(Rows from a dataset)
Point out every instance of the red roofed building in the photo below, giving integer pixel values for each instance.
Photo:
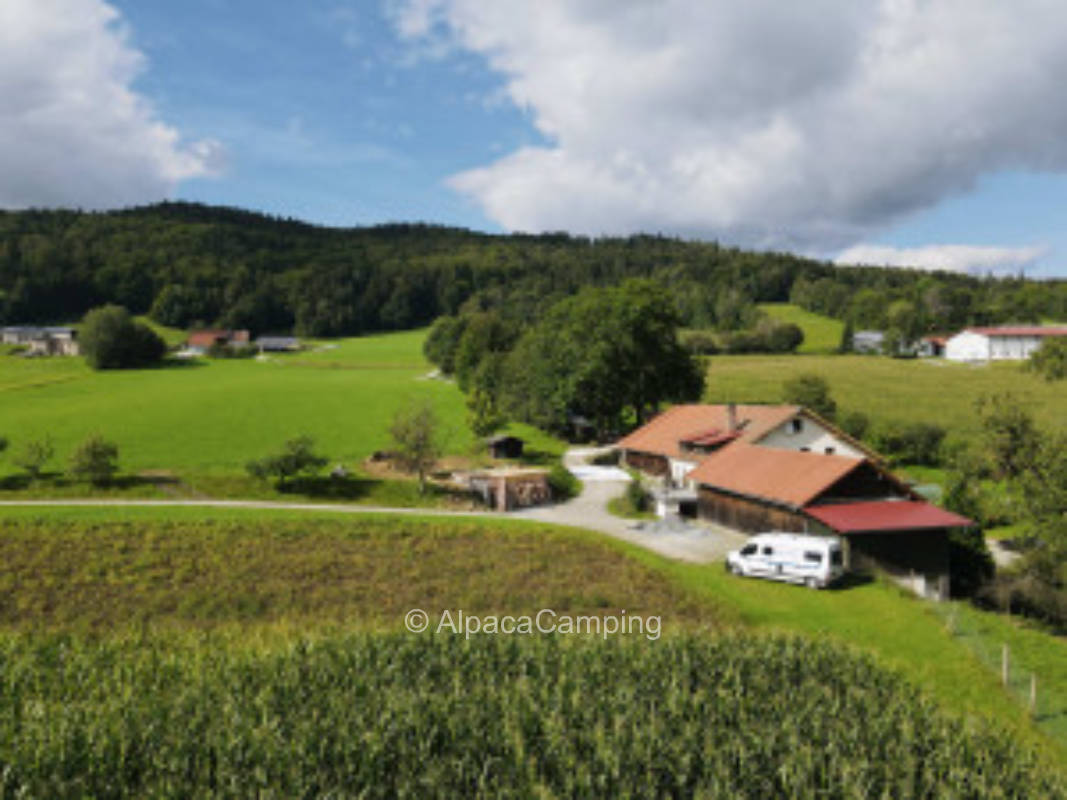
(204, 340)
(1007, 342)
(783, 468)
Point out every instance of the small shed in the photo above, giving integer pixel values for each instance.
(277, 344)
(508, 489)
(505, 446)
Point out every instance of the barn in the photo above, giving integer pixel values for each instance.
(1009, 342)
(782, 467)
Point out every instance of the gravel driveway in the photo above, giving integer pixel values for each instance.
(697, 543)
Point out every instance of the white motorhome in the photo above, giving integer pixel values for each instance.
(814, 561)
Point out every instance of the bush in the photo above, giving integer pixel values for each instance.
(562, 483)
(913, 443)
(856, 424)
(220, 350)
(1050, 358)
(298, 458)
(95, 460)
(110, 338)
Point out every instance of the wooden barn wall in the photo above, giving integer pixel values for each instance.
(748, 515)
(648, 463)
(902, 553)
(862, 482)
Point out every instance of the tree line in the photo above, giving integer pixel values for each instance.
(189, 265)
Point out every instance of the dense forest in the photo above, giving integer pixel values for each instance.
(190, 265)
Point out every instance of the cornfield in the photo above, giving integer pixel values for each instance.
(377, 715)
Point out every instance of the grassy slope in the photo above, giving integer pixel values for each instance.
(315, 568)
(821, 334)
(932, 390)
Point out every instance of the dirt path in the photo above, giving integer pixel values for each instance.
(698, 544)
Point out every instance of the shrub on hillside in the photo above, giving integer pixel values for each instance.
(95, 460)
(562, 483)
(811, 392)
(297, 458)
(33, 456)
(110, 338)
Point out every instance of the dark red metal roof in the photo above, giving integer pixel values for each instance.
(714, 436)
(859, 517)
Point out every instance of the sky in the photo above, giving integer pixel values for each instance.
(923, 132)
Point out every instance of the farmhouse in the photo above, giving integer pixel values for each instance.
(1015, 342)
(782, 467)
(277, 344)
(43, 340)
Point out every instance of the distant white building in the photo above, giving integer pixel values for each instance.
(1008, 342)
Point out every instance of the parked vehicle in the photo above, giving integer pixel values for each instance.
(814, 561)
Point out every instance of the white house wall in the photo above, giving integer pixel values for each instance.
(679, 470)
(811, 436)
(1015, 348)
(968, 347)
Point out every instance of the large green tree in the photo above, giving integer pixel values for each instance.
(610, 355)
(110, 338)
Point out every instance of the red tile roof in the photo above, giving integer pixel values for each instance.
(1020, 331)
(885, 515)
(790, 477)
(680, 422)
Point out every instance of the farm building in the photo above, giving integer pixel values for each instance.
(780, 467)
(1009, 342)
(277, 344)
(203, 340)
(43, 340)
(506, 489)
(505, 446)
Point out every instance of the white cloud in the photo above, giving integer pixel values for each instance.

DIRECTIONS: Go through the entries above and output them exactly, without pictures.

WRITTEN SOLUTION:
Point out every instance of the red roofed building in the photo below, giving integer pixel values for each instance.
Photo:
(204, 340)
(1007, 342)
(783, 468)
Point out every instance of the small shed in the photo above, giving integer pixel values for each instance.
(277, 344)
(508, 489)
(505, 446)
Point out every instance of the barn in the photo above, giving integer pixel values for each instance.
(1009, 342)
(782, 467)
Point out every instance of the gravel driveway in the photo above, giving integer pixel values for each instance.
(697, 543)
Point out every instance of the white motorhome in the photo above, giving integer pixel values for each instance.
(814, 561)
Point out every instance of the bush in the photo above, giving integer pixel values for each instance.
(562, 483)
(913, 443)
(856, 424)
(220, 350)
(1050, 358)
(298, 458)
(95, 460)
(110, 338)
Point out every instance of the wooden barn wall in the photo above, giving integer pixel values for each instance.
(748, 515)
(648, 463)
(902, 553)
(862, 482)
Point out every instance of the tree line in the photo above, giving integer pixel values for each instance.
(189, 265)
Point out every instance of the dense forest in the photo above, giving integer pixel values for each instance.
(190, 265)
Point out every instance of the cornfield in the photo above, giving integer pixel values for each instance.
(377, 715)
Point out every instance of the grassy slope in the photo above, giving integer pixel values for each instance.
(315, 568)
(821, 334)
(932, 390)
Point out every instance of the dirt path in the photo above, giving integer pixel values for each instance.
(698, 544)
Point out every instance of the shrub on hillside in the photo above, giving integer pixel values for each instance.
(95, 460)
(562, 483)
(811, 392)
(297, 458)
(33, 456)
(110, 338)
Point out every instance of the dark red metal roof in the photo above, giving integer pixel values for each instance.
(714, 436)
(859, 517)
Point out every instance of the sky in the photo above, giving integer pixel values for each instance.
(923, 132)
Point out every instance of the farmhouse in the photo above, giving integer pixel values for each instance.
(1015, 342)
(782, 467)
(277, 344)
(43, 340)
Point out every instance of the distant white building in the photo above, giving integer pixel values for each instance.
(1008, 342)
Point out every instance of the parked vehicle in the photo above, giving integer pixel values for each instance.
(814, 561)
Point out every instance of the white house wall in the photo above, giving integer pixel values for each instance.
(679, 470)
(811, 436)
(1015, 348)
(968, 347)
Point out every instance of the large green tree in the photo above, giving integer pixel values for each instance.
(610, 355)
(110, 338)
Point out every instance of the red tile roof in the photo above, giving integer pixel values for each instance.
(1020, 331)
(885, 515)
(790, 477)
(680, 422)
Point out every instance of the farm building in the photo above, giving integer pixel values for each instance.
(780, 467)
(1009, 342)
(277, 344)
(203, 340)
(43, 340)
(506, 489)
(505, 446)
Point out every instance of the white cloud in the photo above, giving integer pixel values for each instance.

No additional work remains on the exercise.